- Stated exercise -
Produce an exact copy of the lines from the line that contains "the car roof" to the end of the listing below.

- Exercise material -

⟨

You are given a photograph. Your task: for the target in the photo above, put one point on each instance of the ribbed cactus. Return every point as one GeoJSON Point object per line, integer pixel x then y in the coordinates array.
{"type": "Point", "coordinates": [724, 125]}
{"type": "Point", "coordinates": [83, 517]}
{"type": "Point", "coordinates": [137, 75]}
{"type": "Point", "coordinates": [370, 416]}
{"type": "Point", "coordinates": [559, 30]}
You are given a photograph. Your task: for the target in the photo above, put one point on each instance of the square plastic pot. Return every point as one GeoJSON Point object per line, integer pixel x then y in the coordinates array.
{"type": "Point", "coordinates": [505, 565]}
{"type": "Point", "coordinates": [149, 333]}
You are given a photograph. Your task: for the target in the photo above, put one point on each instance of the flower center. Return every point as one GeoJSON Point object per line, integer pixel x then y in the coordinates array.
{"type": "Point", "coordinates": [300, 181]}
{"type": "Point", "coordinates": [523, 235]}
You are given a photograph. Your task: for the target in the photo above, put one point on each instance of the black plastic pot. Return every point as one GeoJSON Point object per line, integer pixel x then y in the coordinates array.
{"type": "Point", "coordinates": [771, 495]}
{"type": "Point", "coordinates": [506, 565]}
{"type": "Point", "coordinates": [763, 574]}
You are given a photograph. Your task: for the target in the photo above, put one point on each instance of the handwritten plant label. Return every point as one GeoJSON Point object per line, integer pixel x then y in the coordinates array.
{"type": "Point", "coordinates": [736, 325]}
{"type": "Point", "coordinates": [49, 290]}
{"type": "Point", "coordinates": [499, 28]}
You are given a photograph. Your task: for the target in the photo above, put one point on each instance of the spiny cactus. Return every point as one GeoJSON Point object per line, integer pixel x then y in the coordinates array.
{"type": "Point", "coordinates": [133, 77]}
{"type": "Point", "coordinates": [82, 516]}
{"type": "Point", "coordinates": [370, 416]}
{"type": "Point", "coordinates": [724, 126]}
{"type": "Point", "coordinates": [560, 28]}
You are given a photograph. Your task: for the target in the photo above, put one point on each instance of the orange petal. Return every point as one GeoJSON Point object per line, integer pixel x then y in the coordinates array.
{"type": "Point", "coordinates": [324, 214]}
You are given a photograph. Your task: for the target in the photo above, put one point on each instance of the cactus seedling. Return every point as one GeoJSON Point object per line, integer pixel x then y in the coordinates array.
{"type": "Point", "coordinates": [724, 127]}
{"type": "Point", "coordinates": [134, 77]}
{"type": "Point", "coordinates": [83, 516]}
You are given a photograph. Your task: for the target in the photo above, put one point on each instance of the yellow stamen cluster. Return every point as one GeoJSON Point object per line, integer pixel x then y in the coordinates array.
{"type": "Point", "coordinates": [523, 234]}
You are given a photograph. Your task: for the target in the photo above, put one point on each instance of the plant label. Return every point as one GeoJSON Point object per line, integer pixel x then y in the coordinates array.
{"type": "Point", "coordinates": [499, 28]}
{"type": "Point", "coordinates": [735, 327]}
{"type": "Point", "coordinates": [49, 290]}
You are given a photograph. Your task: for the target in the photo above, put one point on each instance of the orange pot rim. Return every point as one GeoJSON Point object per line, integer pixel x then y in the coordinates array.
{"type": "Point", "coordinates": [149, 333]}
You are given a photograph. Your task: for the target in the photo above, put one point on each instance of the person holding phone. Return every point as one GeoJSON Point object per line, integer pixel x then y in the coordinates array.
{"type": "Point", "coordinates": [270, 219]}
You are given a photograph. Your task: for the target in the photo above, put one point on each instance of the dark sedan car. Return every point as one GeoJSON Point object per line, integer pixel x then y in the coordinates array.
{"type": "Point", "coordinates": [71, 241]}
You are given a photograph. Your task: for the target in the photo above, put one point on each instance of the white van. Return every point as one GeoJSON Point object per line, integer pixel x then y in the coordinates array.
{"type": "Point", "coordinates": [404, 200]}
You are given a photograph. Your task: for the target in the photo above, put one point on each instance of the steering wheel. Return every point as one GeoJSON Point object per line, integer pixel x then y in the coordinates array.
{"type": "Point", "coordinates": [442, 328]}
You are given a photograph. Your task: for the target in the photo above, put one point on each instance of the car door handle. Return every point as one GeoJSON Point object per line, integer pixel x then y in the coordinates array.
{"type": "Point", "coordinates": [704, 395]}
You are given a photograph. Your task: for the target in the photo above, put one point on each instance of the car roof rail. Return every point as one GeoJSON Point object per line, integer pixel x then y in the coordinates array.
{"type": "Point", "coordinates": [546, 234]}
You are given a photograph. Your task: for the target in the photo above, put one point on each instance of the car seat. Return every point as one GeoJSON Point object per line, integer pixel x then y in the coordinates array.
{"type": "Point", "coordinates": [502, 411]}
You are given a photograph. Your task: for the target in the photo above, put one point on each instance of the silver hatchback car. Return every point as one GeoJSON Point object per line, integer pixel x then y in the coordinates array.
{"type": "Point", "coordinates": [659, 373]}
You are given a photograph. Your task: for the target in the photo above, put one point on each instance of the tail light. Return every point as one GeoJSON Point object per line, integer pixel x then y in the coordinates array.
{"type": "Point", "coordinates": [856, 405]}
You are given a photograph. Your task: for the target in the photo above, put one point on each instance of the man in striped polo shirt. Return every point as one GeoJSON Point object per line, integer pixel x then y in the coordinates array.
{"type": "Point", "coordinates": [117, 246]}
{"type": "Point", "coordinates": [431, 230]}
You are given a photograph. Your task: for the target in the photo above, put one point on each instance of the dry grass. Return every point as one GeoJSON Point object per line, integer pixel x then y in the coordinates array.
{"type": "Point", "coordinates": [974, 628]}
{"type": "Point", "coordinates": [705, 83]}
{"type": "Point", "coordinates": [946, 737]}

⟩

- Problem solution -
You are given a photograph. Your task: for the target in the photo above, put one point on each instance of the car roof rail. Return every point as one GeoJSON Point object per line, integer pixel x then y in the coordinates array.
{"type": "Point", "coordinates": [546, 234]}
You are given a photograph. Your task: for the target in the photo above, put one point on each instance of the car seat. Return every point as one GeoJSON Point object per line, integer pixel x then y in the coordinates array.
{"type": "Point", "coordinates": [502, 411]}
You are given a photograph. Your task: for the target in the photo above, put one point on each instance of the silver hatchback car. Return every point as one GeoJSON Point object per line, integer pixel x then y in the coordinates array.
{"type": "Point", "coordinates": [659, 373]}
You are given a photograph. Your task: for the target in the photo above, put one point on each instance of the tail light. Return every point as one GeoJSON Point object per line, integer pixel x then y in the coordinates array.
{"type": "Point", "coordinates": [856, 405]}
You are given a photograph. Your task: for the target in the photo above, put one point on each instance of the man in striped polo shirt. Return every point as one GeoJSON Point object per line, integer pixel x then y in the coordinates array.
{"type": "Point", "coordinates": [117, 246]}
{"type": "Point", "coordinates": [431, 230]}
You are given a photograph. Your task: for the target in the photo above, put one point on each instance of the dry grass. Return every point as one GeoJSON Point object per line, integer pixel x then y in the coordinates array.
{"type": "Point", "coordinates": [974, 628]}
{"type": "Point", "coordinates": [705, 83]}
{"type": "Point", "coordinates": [946, 737]}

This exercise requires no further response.